==== THE DATA ====

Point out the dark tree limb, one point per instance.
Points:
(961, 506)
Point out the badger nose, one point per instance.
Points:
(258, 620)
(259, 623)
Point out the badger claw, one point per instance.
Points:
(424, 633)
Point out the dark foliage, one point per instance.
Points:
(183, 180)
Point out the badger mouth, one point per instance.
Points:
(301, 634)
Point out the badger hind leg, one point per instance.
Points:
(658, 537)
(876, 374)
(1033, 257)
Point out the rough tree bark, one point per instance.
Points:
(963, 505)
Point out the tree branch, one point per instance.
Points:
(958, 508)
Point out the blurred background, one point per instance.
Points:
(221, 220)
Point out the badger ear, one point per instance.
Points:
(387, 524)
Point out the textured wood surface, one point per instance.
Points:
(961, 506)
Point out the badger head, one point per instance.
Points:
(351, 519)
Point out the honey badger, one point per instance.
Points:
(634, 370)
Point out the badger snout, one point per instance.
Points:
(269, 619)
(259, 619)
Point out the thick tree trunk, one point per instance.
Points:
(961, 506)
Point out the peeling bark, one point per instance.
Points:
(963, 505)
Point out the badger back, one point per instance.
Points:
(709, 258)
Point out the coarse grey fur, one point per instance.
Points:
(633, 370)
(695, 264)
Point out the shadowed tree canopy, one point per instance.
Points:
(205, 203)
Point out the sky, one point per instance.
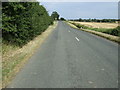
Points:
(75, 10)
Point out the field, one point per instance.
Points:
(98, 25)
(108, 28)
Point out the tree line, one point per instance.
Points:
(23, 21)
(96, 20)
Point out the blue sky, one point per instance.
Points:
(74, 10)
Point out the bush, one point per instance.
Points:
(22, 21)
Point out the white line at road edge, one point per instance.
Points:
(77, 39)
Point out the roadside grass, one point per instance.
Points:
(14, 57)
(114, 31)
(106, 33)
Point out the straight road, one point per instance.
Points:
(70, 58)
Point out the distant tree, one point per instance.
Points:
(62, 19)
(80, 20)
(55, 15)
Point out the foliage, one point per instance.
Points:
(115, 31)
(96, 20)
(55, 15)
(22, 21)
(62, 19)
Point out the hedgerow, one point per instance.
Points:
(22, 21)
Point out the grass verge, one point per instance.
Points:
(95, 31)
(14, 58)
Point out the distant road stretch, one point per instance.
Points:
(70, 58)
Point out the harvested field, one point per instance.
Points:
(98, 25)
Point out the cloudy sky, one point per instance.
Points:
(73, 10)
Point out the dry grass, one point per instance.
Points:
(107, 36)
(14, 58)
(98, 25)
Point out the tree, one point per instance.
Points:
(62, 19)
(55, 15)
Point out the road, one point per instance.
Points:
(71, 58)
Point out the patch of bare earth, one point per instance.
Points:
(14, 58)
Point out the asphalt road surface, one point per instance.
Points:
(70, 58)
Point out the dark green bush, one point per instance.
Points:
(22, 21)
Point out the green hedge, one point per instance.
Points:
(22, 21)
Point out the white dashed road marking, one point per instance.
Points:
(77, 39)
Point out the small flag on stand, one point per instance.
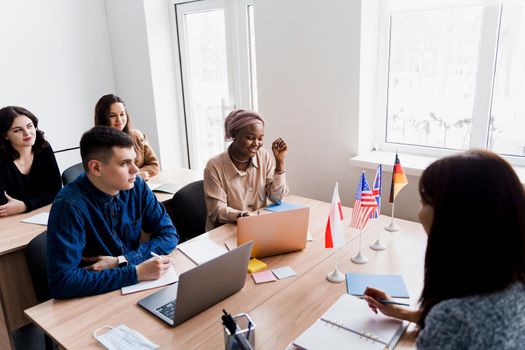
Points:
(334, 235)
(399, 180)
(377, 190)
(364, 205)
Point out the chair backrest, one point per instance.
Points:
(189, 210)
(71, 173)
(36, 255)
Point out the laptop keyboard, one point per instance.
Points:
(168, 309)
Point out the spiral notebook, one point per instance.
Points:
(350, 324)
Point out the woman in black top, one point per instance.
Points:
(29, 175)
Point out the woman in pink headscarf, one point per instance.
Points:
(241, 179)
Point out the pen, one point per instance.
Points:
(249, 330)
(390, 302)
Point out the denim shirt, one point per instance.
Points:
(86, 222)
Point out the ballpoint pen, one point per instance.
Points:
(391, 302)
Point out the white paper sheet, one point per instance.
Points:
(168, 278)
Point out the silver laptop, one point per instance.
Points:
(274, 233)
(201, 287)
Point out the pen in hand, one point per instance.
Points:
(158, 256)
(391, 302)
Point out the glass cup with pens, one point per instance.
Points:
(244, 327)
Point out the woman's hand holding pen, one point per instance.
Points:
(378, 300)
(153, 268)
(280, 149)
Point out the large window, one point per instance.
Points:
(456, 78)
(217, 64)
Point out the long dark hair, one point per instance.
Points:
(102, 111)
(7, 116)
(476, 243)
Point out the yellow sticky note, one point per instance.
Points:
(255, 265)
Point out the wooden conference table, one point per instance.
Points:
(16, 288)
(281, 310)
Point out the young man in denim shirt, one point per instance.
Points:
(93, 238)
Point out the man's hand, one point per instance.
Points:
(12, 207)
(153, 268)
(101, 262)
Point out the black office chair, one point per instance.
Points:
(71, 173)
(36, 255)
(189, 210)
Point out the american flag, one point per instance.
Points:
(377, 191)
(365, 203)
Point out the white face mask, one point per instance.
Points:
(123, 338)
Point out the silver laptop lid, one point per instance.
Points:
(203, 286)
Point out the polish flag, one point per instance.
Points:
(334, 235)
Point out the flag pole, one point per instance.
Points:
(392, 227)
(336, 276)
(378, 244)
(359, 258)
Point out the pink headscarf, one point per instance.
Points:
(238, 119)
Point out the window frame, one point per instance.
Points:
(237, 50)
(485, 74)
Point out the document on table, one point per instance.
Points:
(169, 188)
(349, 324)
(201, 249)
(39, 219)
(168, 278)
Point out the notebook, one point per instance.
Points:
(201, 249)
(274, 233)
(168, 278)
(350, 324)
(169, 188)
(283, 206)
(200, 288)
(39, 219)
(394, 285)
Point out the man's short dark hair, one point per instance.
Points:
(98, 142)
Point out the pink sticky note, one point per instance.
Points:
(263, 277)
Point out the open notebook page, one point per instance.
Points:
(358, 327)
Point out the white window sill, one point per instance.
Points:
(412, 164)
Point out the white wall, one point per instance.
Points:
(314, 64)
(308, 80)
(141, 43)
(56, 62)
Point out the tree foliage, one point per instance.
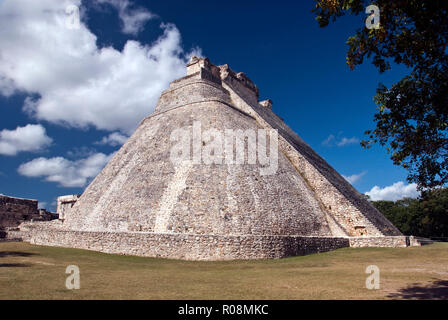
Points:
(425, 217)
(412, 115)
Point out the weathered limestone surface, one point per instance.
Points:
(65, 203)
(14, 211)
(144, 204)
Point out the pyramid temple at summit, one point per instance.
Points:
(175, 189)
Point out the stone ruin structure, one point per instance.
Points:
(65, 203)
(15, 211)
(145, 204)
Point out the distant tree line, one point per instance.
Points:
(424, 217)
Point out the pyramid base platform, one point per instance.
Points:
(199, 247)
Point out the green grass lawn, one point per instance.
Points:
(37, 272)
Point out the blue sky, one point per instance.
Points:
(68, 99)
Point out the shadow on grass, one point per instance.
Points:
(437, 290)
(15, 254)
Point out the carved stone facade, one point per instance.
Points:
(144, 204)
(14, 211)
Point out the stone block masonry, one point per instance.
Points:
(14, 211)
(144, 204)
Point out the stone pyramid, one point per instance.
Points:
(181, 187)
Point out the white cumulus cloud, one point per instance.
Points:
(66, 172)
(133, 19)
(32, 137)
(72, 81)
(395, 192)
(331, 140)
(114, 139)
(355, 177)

====

### TO DO
Write out the data word for word. Any picture is to be skipped.

### ANSWER SECTION
Point out the dark tree limb, one point per instance.
Points:
(961, 506)
Point out the badger nose, one point per instance.
Points:
(258, 620)
(259, 623)
Point out the badger claw, one point per instance.
Points:
(424, 633)
Point out the dark foliage, one point per instance.
Points:
(183, 180)
Point out the badger mouth, one point per instance.
Points:
(301, 634)
Point out the badger hind leg, one point per instance.
Points:
(658, 537)
(876, 374)
(1033, 257)
Point out the rough tree bark, one point per instance.
Points:
(963, 505)
Point out the tree branch, one point per instance.
Points:
(958, 508)
Point out the blurred background, one point per instance.
Points:
(221, 220)
Point out the badger ear, one point per instance.
Points:
(387, 524)
Point out the textured wood surface, one point per instance.
Points:
(961, 506)
Point out the badger head, one point per instance.
Points:
(351, 519)
Point out the honey badger, one point per instance.
Points:
(634, 370)
Point out the badger snout, one point per instance.
Points:
(269, 619)
(259, 619)
Point out the thick tree trunk, one point per instance.
Points:
(961, 506)
Point out the peeling bark, one point per instance.
Points:
(963, 505)
Point out the badger back, one point per instance.
Points:
(709, 258)
Point out the coarse grey fur, one point per instance.
Points:
(633, 370)
(695, 264)
Point out the shadowed tree canopy, one point per instance.
Points:
(205, 203)
Point out the sky, one point per instance.
Points:
(75, 10)
Point out the field, one point per instance.
Points:
(98, 25)
(108, 28)
Point out the tree line, one point per instance.
Points:
(23, 21)
(96, 20)
Point out the blue sky, one point per instance.
Points:
(74, 10)
Point out the bush, one point per instance.
Points:
(22, 21)
Point out the white line at road edge, one point per instance.
Points:
(77, 39)
Point out the roadside grass, one point per instance.
Points:
(14, 57)
(114, 31)
(106, 33)
Point out the straight road, one point per instance.
Points:
(70, 58)
Point out the distant tree, one point per instance.
Points:
(62, 19)
(80, 20)
(55, 15)
Point out the foliage, one point per instance.
Points:
(115, 31)
(96, 20)
(55, 15)
(22, 21)
(62, 19)
Point out the hedgerow, one point per instance.
Points:
(22, 21)
Point out the grass verge, one point per instance.
Points:
(95, 31)
(14, 58)
Point out the distant road stretch, one point per instance.
Points:
(70, 58)
Point out the harvested field, one point per instance.
Points:
(98, 25)
Point out the cloudy sky, one point per instance.
Points:
(73, 10)
Point out the dry grass, one point per instance.
Points:
(107, 36)
(14, 58)
(98, 25)
Point out the tree, one point per instance.
Points:
(62, 19)
(55, 15)
Point out the road, one point per instance.
Points:
(71, 58)
Point out the patch of bare earth, one point per instance.
Points:
(14, 58)
Point out the asphalt road surface, one point per instance.
Points:
(70, 58)
Point out the dark green bush, one point per instance.
Points:
(22, 21)
Point out the green hedge, one point per instance.
Points:
(22, 21)
Point out the white dashed road marking, one point per instance.
Points:
(77, 39)
Point out the small flag on stand, one point per instance.
Points:
(334, 235)
(399, 180)
(377, 190)
(364, 205)
Point out the chair backrest, one point per instance.
Points:
(189, 210)
(71, 173)
(36, 255)
Point out the laptop keyboard, one point per instance.
Points:
(168, 309)
Point out the spiral notebook, one point per instance.
Points:
(350, 324)
Point out the woman in black top, one point per instance.
Points:
(29, 175)
Point out the woman in pink headscarf, one point per instance.
Points:
(241, 179)
Point out the pen, one point per instance.
Points:
(249, 330)
(390, 302)
Point out the denim shirt, one point per instance.
Points:
(86, 222)
Point out the ballpoint pen, one point per instance.
Points:
(391, 302)
Point out the white paper sheet, one point per instance.
Points:
(168, 278)
Point out the silver laptop, one point per instance.
Points:
(274, 233)
(201, 287)
Point out the pen in hand, one point per instance.
Points:
(158, 256)
(391, 302)
Point out the glass cup with pens, one point per instance.
Points:
(244, 327)
Point out the woman's hand holding pen, one point per instance.
Points:
(378, 300)
(153, 268)
(280, 149)
Point out the large window, one point per instance.
Points:
(456, 78)
(217, 64)
Point out the long dark hair, one point per instance.
Points:
(102, 111)
(7, 116)
(476, 243)
Point out the yellow sticky note, one point per instance.
Points:
(255, 265)
Point out the wooden conference table, one point per instance.
Points:
(16, 288)
(281, 310)
Point out the young man in denim shirt, one point per instance.
Points:
(93, 238)
Point out the man's hand, one point per instance.
Points:
(12, 207)
(153, 268)
(101, 262)
Point out the black office chair, one point per instance.
Points:
(71, 173)
(36, 255)
(189, 210)
Point out the american flag, one point per instance.
Points:
(377, 191)
(365, 203)
Point out the white face mask, one point per instance.
Points:
(123, 338)
Point out the silver laptop lid, one point per instance.
Points:
(203, 286)
Point out the polish flag, one point per instance.
Points:
(334, 235)
Point out the flag pole, one point per instance.
Points:
(392, 227)
(336, 276)
(378, 244)
(359, 258)
Point out the pink headscarf, one point per instance.
Points:
(238, 119)
Point out the window frame, one point per instance.
Points:
(237, 50)
(485, 74)
Point out the document on table, one point per instance.
Points:
(169, 188)
(349, 324)
(201, 249)
(39, 219)
(168, 278)
Point out the notebook, one point per instance.
Points:
(201, 249)
(274, 233)
(168, 278)
(350, 324)
(169, 188)
(283, 206)
(200, 288)
(39, 219)
(394, 285)
Point out the man's short dark hair, one point per instance.
Points:
(98, 142)
Point out the pink sticky note, one point per instance.
Points:
(263, 277)
Point out the open notebook page, one point per instance.
Points:
(358, 327)
Point out the white window sill, one point per instance.
Points:
(412, 164)
Point out the white wall, one point per instance.
Points:
(314, 64)
(308, 80)
(141, 43)
(56, 62)
Point out the tree foliage, one point per instance.
Points:
(425, 217)
(412, 115)
Point out the weathered limestone surface, one point per instance.
Points:
(65, 203)
(14, 211)
(144, 204)
Point out the pyramid temple at summit, one point per instance.
Points:
(175, 189)
Point out the stone ruin structure, one point per instance.
Points:
(65, 203)
(15, 211)
(145, 204)
Point out the distant tree line, one point per instance.
Points:
(424, 217)
Point out the pyramid base platform, one point per instance.
Points:
(199, 247)
Point out the green grass lawn, one point per instance.
Points:
(37, 272)
Point out the blue sky, one point per instance.
Points:
(68, 99)
Point out the shadow on grass, one point per instance.
Points:
(437, 290)
(15, 254)
Point out the carved stone facade, one point per instance.
Points:
(144, 204)
(14, 211)
Point out the stone block masonry, one point per instance.
Points:
(14, 211)
(144, 204)
Point out the stone pyramid, one point per instance.
Points:
(181, 187)
Point out the white cumulus cloud, one point per instance.
Points:
(66, 172)
(133, 19)
(32, 137)
(72, 81)
(395, 192)
(331, 140)
(114, 139)
(355, 177)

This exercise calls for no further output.